▶ **Exercices**:
a: Renvoyez le passage du texte sur l'étanchéité à l'air en commençant par "Je vous propose" et en allant jusqu'à "dire isolée ?".
b: Quels types de maison le texte sur l'étanchéité à l'air cite-t-il comme exemples de construction performante ?

▶ **Texte**:
Excusez-moi le titre quelque peu familier de cet article, mais fréquemment, lorsque j’aborde la question de l’étanchéité à l’air, on me jette un regard étonné : « c’est quoi ce truc ?? ».
Je vous propose donc de découvrir cette notion avec une série de 3 courts articles (qui reprennent les 3 questions qu’on me pose quasiment toujours dans le même ordre !).
Une maison étanche ne veut pas dire isolée ?
Aujourd’hui en France lorsqu’on parle de logements économes, on attribue tous les mérites à une bonne isolation ! Dans nos têtes, on lie facilement l’efficacité de l’isolation thermique des bâtiments avec l’emploi de matériaux isolants très performants (ayant une grande résistance thermique R) pour limiter les transferts de chaleur à travers les parois. Ce n’est pas faux, mais disons incomplet.
En réalité, une très bonne isolation ne jouera pas complètement son rôle SI l’enveloppe n’est pas exempte d’infiltrations d’air parasite.
Pour mieux comprendre le phénomène imaginez que vous profitez d’une belle balade sur une plage bretonne, vous portez un (joli) pull à grosses mailles et le vent souffle. Que se passe-t-il ? Et bien vous frissonnez ! Les « infiltrations d’air » limitent le pouvoir isolant du pull ! La solution ? Avec un simple coupe-vent, vous « étanchéifiez » votre enveloppe, et vous vous sentez bien mieux !
Pour l’enveloppe d’une maison, le principe est le même ! Autrement dit, l’isolation sera optimale qu’avec un traitement optimal de l’étanchéité à l’air (notamment à la liaison entre façades et parois, menuiseries extérieures mal posées…).
Premier point à retenir donc : isolation et étanchéité à l’air sont 2 principes distincts, complémentaires ET incontournables pour une construction performante (maison BBC, maison passive, maison positive).
Quel est l’impact et les conséquences de l’inétanchéité ?
Cette notion est très nouvelle en France, on pourrait presque croire que c’est un détail, du « perfectionnement ».
Pas tout à fait !
On estime l’augmentation de la consommation de chauffage des bâtiments standards en France due à une mauvaise étanchéité, de 15 à 20 kWh par rapport à un bâtiment imperméable. Ces valeurs sont fortement augmentées lorsqu’on prend entre autres des logements construits avant 1975 qui représentent environ 63% du parc de logement actuel, où il n’existait pas encore de Réglementation Thermique en vigueur, et qui sont en conséquence pour la plupart de véritables passoires thermiques.

▶ **Lignes de données**:
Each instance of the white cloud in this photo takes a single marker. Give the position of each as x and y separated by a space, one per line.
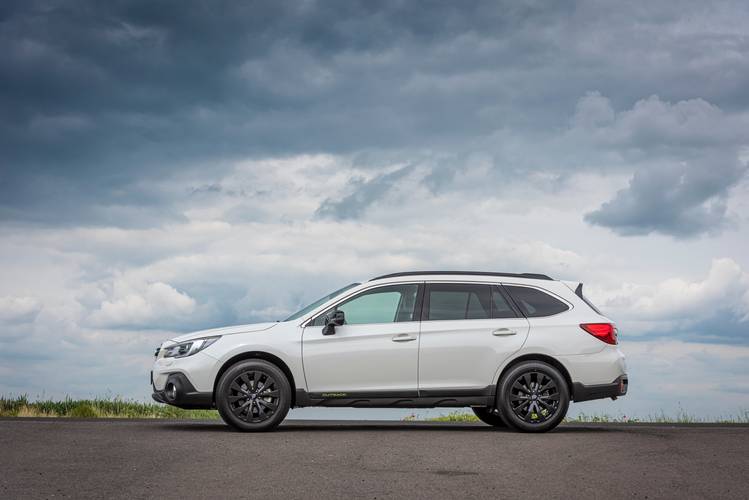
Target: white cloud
146 305
14 310
725 290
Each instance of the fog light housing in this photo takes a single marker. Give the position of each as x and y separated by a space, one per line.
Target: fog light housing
170 391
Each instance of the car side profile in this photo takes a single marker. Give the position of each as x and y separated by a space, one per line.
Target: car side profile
516 348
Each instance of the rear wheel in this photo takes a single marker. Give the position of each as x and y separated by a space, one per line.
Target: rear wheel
489 416
533 397
253 396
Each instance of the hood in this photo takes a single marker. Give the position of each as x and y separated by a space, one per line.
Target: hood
227 330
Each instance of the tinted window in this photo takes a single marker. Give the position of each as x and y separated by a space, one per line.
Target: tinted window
386 304
447 301
500 307
535 303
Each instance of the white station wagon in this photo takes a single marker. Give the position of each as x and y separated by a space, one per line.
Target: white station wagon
516 348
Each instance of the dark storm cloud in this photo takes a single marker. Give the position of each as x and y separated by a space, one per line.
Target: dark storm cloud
100 99
365 193
681 200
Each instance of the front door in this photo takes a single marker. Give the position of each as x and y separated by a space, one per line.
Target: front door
467 331
376 349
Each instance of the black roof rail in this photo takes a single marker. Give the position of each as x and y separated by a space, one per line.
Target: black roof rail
534 276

▶ **Réponses**:
a:
Je vous propose donc de découvrir cette notion avec une série de 3 courts articles (qui reprennent les 3 questions qu’on me pose quasiment toujours dans le même ordre !).
Une maison étanche ne veut pas dire isolée ?

b: Maison BBC, maison passive, maison positive.